::: Records provided :::

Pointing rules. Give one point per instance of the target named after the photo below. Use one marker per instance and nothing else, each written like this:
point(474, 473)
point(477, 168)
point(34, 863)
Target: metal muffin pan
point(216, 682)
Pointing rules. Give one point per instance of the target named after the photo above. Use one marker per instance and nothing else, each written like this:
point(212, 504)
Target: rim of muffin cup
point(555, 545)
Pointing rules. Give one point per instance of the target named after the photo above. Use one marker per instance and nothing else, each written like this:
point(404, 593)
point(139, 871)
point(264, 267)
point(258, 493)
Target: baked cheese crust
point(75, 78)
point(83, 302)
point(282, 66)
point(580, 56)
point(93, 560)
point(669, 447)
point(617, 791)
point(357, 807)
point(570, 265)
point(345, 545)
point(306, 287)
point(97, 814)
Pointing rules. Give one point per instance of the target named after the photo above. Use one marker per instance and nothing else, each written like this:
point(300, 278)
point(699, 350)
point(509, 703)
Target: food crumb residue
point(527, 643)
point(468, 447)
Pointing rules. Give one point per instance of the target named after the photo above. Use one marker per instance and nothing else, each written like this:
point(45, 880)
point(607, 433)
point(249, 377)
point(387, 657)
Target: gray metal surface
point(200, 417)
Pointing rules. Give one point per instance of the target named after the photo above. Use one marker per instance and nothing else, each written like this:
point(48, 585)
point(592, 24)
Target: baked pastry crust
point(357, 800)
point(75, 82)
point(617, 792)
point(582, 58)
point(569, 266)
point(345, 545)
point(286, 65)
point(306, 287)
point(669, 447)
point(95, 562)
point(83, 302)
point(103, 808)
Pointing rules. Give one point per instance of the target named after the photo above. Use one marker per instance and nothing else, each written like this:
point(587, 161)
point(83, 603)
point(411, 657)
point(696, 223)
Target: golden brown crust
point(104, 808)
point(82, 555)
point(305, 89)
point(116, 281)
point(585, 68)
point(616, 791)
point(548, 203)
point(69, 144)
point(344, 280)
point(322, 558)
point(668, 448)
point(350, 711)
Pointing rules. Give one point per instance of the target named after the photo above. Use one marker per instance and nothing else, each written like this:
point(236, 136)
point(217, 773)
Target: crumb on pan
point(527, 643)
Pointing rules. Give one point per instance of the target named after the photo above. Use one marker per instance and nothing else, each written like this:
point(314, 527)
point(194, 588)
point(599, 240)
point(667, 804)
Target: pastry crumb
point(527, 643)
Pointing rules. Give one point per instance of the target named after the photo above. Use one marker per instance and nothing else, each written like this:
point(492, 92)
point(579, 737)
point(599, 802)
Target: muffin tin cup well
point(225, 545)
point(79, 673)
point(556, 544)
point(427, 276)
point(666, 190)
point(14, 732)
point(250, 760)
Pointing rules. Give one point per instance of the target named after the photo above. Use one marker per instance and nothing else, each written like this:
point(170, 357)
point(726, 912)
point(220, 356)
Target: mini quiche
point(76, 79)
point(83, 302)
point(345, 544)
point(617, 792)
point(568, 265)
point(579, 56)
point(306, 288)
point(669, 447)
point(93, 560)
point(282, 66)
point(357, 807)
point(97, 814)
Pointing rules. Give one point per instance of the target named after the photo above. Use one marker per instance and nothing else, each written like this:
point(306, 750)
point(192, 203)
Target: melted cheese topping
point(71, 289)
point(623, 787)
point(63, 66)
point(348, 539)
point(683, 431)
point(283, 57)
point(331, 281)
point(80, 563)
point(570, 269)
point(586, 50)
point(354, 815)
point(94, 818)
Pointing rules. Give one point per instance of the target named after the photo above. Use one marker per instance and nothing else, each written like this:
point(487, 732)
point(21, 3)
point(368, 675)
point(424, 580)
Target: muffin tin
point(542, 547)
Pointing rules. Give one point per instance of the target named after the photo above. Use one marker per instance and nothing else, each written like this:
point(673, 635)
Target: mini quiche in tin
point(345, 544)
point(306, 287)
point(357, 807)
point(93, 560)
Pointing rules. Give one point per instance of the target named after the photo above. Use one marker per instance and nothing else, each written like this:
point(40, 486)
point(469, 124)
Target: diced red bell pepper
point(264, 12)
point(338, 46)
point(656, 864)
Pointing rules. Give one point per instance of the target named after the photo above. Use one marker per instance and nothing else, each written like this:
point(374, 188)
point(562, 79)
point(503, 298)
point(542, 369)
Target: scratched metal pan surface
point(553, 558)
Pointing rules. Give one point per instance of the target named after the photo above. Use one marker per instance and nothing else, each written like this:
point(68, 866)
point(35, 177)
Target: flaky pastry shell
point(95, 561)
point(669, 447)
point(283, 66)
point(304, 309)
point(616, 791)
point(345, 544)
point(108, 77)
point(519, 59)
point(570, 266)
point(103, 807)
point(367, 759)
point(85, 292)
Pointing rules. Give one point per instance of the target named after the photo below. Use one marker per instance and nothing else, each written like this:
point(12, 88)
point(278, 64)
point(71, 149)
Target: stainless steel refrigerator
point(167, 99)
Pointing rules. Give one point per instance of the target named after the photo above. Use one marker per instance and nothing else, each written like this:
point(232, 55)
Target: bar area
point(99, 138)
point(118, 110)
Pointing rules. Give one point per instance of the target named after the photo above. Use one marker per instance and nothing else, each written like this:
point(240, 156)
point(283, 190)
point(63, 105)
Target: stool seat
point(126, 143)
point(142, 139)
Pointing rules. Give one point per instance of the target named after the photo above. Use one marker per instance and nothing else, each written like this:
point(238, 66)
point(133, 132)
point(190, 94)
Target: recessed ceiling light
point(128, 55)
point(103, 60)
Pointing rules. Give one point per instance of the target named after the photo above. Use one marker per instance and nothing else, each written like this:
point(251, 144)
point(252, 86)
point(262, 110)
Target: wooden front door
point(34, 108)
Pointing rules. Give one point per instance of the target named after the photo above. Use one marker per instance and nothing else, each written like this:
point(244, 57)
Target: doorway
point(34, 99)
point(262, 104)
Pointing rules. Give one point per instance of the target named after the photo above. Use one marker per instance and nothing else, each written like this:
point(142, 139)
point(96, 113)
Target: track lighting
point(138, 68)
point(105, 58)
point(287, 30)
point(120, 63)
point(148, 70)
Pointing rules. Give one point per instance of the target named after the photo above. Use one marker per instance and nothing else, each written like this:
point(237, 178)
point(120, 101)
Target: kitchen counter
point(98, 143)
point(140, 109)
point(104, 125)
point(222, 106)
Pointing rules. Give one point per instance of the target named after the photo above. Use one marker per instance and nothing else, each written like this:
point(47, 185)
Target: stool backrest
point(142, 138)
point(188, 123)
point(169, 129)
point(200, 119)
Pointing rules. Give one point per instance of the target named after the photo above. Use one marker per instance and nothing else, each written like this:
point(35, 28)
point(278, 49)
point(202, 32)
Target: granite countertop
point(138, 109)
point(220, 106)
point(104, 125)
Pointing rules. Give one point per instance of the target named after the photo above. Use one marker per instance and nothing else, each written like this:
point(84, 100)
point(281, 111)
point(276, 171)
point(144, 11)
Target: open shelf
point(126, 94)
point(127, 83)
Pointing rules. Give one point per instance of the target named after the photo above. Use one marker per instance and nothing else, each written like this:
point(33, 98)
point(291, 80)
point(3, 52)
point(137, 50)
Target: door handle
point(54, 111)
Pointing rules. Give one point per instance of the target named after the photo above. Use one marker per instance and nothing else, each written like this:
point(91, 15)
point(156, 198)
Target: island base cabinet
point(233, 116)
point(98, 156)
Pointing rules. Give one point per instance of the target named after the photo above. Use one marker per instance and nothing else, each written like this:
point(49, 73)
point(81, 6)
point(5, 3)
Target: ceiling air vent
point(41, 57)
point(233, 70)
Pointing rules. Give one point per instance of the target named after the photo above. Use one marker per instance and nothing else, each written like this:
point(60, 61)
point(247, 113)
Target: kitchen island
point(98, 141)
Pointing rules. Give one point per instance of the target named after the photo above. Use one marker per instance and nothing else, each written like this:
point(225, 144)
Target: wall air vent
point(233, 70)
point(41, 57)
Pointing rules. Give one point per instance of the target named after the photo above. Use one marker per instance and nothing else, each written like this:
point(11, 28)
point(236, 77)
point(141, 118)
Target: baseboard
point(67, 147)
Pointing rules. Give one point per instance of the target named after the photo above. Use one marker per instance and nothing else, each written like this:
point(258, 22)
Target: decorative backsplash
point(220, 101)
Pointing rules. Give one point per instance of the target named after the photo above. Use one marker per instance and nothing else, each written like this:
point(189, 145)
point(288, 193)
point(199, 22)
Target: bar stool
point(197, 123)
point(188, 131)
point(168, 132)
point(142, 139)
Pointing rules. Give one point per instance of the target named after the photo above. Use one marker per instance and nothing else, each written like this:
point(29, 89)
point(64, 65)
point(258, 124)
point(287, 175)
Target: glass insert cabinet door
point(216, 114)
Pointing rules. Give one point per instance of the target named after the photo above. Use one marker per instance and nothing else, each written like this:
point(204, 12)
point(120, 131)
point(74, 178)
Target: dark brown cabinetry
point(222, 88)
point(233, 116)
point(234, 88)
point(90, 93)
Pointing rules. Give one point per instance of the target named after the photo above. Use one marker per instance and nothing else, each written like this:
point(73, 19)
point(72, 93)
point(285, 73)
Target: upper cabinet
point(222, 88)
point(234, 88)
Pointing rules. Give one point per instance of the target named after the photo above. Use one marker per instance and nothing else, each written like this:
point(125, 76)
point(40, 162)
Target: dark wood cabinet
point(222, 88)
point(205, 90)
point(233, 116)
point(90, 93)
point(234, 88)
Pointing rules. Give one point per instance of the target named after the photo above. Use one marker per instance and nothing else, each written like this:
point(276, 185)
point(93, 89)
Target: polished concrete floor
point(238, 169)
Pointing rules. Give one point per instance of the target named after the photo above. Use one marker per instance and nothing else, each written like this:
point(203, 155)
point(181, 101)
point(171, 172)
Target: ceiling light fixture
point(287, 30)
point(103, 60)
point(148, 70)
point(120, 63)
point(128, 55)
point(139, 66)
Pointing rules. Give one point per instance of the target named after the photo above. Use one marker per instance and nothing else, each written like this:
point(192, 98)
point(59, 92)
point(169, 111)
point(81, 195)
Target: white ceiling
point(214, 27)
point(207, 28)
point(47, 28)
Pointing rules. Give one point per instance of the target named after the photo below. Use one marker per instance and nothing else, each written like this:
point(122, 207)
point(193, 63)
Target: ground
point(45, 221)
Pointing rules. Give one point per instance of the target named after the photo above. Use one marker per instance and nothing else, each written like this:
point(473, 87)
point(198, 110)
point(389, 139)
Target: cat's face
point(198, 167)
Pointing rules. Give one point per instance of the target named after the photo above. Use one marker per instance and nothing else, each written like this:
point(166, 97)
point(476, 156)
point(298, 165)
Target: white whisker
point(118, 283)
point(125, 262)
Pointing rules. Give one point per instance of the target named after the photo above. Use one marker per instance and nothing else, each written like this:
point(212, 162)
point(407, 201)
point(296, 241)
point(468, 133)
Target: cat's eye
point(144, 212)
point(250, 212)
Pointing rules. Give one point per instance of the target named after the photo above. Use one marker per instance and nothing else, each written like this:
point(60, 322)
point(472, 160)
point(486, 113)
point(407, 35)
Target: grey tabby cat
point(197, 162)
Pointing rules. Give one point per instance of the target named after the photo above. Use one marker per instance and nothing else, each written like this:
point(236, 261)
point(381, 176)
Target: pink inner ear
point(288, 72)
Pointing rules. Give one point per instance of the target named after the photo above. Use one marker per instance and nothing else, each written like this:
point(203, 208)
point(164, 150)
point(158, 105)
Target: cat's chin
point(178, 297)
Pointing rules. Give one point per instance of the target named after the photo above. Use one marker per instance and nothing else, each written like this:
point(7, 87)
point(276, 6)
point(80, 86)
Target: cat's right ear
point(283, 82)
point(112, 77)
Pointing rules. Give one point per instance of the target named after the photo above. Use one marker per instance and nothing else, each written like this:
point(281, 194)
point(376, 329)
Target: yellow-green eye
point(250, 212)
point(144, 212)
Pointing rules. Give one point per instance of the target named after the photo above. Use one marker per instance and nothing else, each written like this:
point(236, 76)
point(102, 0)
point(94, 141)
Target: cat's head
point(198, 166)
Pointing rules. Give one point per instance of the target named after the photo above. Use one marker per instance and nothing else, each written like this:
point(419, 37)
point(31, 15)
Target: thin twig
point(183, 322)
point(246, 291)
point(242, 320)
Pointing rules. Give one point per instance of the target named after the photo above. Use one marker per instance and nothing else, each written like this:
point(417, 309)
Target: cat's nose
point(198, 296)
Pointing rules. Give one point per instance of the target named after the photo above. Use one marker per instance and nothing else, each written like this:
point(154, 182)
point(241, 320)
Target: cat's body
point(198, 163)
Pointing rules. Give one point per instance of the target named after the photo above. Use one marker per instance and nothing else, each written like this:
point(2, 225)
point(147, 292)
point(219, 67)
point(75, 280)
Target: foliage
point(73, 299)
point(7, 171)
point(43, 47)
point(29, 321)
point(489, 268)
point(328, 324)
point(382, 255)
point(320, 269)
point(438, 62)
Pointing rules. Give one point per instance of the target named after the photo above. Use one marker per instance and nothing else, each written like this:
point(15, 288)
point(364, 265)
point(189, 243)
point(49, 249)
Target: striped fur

:::

- [Try it]:
The required answer is the exact run of lines above starting at the line with "point(607, 433)" and ending at the line with "point(592, 24)", with both ends present.

- [Reply to the task]:
point(607, 433)
point(249, 377)
point(387, 657)
Target: gray metal surface
point(200, 417)
Pointing rules. Give one point per instance of the target named after the photo above. Use one marker per instance and nothing else, each written like this:
point(48, 585)
point(592, 24)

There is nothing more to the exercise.